Compiti ed esercizi ->
a - Quali numeri cardinali, in cifre o in lettere, compaiono nel brano sulla terza stella? Elencali tutti nell'ordine in cui appaiono, ripetizioni comprese, senza contare gli articoli né gli ordinali.
b - Come diventa il brano sulla terza stella dalle parole "La Coda di rospo" fino alle parole "che ne consegue.", se si scambia "cuochi" con "pasticceri"?

La Coda di rospo marinata alla Rossini di Casa Perbellini. Foto: press
Cosa succede quando la terza stella arriva
Mangiare nella cucina dei 12 Apostoli difficilmente ha paragoni: grazie alla recente ristrutturazione, infatti, all’interno di una L composta dalle varie postazioni di lavoro dei cuochi si trovano 12 sedute eleganti perfettamente apparecchiate. Il contatto con chi lavora è quasi intimo, così come quello con lo chef. Appoggiato al pass per quest’intervista, risponde alle domande tra il check di una pietanza e il servizio di un’altra. Lo chef veneto non ha l’aria di chi racconta un trionfo. Piuttosto quella di chi descrive un passaggio complesso, un cambiamento che non riguarda solo il riconoscimento ma la gestione di tutto ciò che ne consegue.
«L’arrivo della terza stella è stato l’inizio di un percorso. Per prima cosa per esempio abbiamo dovuto imparare a gestire lo stress», dice subito con il piglio di chi nella vita fa l’imprenditore e non la chef-star. «Siamo passati dal dover gestire telefonate per trenta prenotazioni alla settimana, a quaranta-cinquanta al giorno, specialmente all’inizio. Ovviamente questo ha portato alla necessità di aumentare lo staff di sala in modo considerevole. Ma per fortuna sono modifiche che abbiamo fatto su una squadra che lavorava già bene prima».

(Estratti di registri di annotazione)
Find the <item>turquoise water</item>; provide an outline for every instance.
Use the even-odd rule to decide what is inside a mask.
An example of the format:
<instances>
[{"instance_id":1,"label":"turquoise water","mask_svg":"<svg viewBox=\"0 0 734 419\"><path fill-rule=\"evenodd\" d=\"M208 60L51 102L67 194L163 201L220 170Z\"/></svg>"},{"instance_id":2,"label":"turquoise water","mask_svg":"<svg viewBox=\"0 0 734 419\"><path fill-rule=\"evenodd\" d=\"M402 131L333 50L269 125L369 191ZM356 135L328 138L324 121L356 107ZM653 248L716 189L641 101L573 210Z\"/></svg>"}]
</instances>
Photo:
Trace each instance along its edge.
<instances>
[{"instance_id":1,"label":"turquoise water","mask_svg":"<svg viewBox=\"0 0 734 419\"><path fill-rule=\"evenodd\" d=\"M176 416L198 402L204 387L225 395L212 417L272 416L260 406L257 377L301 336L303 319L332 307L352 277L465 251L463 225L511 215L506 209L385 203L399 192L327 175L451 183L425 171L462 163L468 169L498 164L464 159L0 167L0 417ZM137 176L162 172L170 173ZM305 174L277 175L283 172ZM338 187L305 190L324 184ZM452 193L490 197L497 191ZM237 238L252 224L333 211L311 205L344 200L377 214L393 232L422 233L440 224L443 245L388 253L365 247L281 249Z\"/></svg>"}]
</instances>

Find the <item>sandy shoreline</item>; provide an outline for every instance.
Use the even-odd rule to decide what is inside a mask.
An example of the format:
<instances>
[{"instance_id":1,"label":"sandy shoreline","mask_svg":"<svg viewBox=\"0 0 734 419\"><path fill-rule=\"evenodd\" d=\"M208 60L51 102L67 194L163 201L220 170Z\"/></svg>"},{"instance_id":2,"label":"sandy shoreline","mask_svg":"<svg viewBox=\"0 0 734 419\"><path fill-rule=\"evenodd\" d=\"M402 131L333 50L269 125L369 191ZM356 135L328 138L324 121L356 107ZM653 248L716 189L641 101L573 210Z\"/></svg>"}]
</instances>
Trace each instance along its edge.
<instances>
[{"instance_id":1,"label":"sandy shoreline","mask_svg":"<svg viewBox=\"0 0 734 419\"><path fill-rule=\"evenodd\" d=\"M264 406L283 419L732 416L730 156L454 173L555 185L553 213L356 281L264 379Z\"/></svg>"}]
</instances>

Risposte ->
a - 12 (in "12 Apostoli"), 12 (in "12 sedute"), trenta, quaranta, cinquanta

b -
La Coda di rospo marinata alla Rossini di Casa Perbellini. Foto: press
Cosa succede quando la terza stella arriva
Mangiare nella cucina dei 12 Apostoli difficilmente ha paragoni: grazie alla recente ristrutturazione, infatti, all’interno di una L composta dalle varie postazioni di lavoro dei pasticceri si trovano 12 sedute eleganti perfettamente apparecchiate. Il contatto con chi lavora è quasi intimo, così come quello con lo chef. Appoggiato al pass per quest’intervista, risponde alle domande tra il check di una pietanza e il servizio di un’altra. Lo chef veneto non ha l’aria di chi racconta un trionfo. Piuttosto quella di chi descrive un passaggio complesso, un cambiamento che non riguarda solo il riconoscimento ma la gestione di tutto ciò che ne consegue.